Requirement:
Rename "Python list" to "JSON array" wherever it occurs in the records below, reproducing everything else without change. Omit the pictures from your answer.

Data in this exercise:
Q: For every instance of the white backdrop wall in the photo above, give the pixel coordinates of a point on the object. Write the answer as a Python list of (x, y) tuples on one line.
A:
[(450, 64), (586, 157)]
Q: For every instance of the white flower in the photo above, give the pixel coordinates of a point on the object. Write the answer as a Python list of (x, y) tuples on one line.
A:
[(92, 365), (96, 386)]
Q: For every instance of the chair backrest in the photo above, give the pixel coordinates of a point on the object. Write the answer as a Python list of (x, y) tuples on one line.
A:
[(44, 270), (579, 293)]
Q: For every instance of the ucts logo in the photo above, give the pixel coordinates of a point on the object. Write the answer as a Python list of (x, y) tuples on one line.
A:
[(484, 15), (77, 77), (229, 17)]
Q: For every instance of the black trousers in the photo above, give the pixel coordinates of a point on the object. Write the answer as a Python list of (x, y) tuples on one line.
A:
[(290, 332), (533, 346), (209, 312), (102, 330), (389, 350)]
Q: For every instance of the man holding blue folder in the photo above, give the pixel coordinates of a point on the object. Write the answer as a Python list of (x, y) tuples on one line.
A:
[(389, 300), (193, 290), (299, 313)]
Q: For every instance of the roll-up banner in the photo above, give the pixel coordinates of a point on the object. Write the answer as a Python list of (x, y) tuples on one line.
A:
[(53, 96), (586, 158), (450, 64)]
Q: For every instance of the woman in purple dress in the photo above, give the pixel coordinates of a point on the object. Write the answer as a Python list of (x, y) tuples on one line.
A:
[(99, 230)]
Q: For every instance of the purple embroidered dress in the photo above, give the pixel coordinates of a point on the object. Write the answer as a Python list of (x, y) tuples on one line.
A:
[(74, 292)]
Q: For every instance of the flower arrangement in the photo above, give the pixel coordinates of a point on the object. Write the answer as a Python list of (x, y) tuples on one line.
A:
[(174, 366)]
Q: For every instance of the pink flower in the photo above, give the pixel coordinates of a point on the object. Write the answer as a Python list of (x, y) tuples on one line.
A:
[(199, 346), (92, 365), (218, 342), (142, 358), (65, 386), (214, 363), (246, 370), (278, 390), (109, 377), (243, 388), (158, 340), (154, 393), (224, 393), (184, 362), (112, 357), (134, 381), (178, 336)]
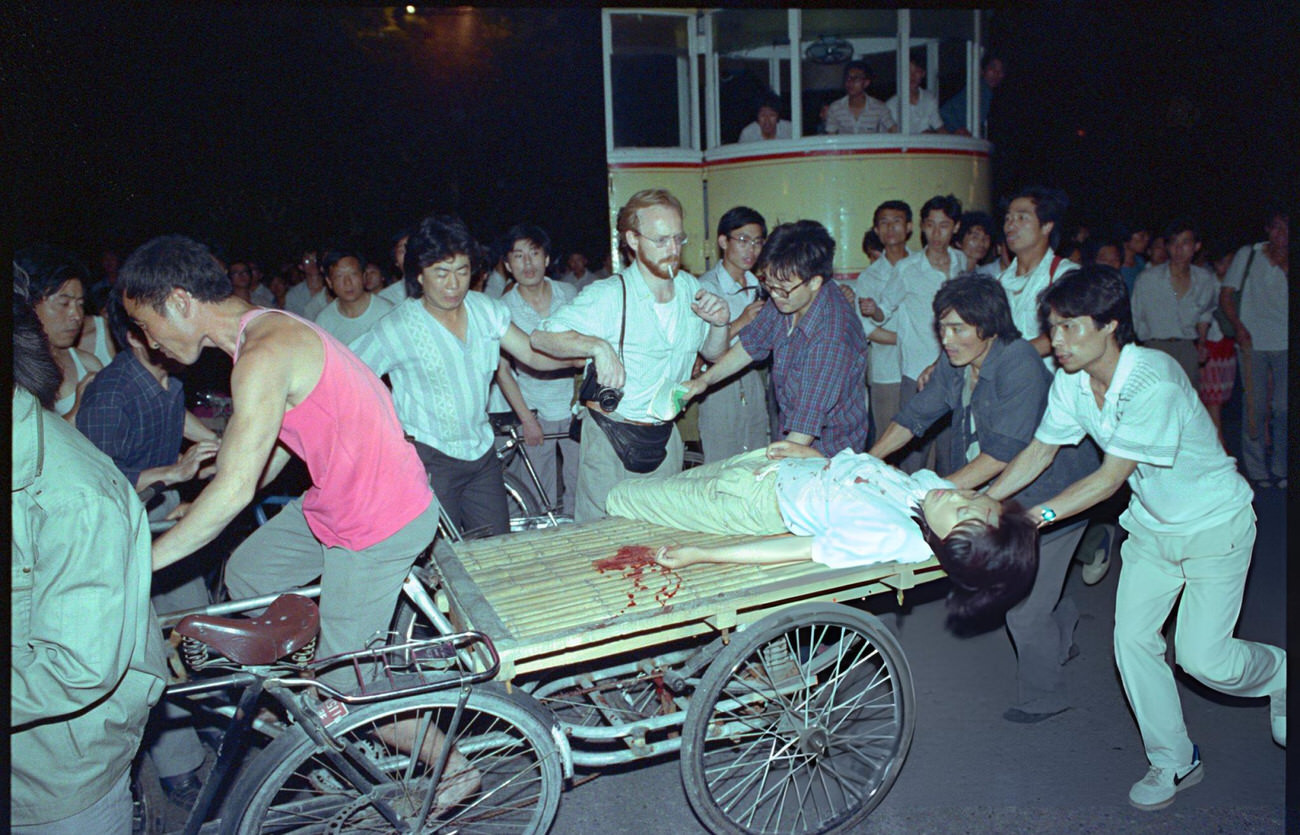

Answer for the task:
Q: For every instance of the white backdrop wall in the photo above, give the pixel coordinates of a point on the object. Write the answer as a JSON array of (x, y) tuples on one line.
A:
[(450, 64), (586, 157)]
Q: For every instance of the white flower in the photo above, give the pixel coordinates of a point on the object. Write the answer as a JSON array of (x, y) tuples on one line.
A:
[(92, 365), (96, 386)]
Q: For every instance of the chair backrest in the photo above, give the pixel coordinates of a point on the object. Write the answer as a JSON array of (x, y) tuples on one line.
A:
[(44, 270), (579, 293)]
Q: For every instance of the ucts logo in the photo above, give the pixel coordinates of a point on the object. Write the answer as a JSON array of (x, y) tuples on one line.
A:
[(484, 15), (77, 77), (229, 17)]
Q: For every instance of the black trousers in the photo above, give the pixel coordinates of a point on the object. Write the answer as a JSON array of (x, y) tuples on one line.
A:
[(290, 332), (533, 346), (209, 312), (102, 330), (389, 350)]
Q: For every instance of the man holding blue folder in the photo above, give the pixel coordinates of a point on the object. Write the answer as a JSON array of (x, y) tuples on one line.
A:
[(389, 300), (193, 290), (299, 313)]
Q: For every instance of the roll-up banner in the photo above, give the pixel coordinates of a point on the object. Write the answer as a JSON array of (x, y) tuples on one line.
A:
[(53, 96), (586, 158), (450, 64)]
Q: For every instance of the woman in purple dress in the photo above, give the pixel coordinates of a point on the object. Write the answer as a JSON array of (x, y) tuples on one line.
A:
[(99, 230)]
Q: For every instance of the purple embroidered dress in the photo above, give the pixel coordinates of a point on the object. Write the answer as a JSON array of (x, y) tuples on one line.
A:
[(74, 292)]
Q: For every instance of the flower arrangement in the photo above, give the pixel coordinates of a point on the object. Write the answer as a JSON array of (x, y) tuples on one line.
A:
[(174, 366)]
Q: For every instance of the pink flower in the photo above, give the pixel coordinates of a point on the object. Write the answer as a JSON array of (x, y) tuples on one line.
A:
[(199, 346), (92, 365), (218, 342), (142, 358), (65, 386), (214, 363), (246, 370), (278, 390), (109, 377), (243, 388), (158, 340), (154, 393), (224, 393), (184, 362), (112, 357), (134, 381), (178, 336)]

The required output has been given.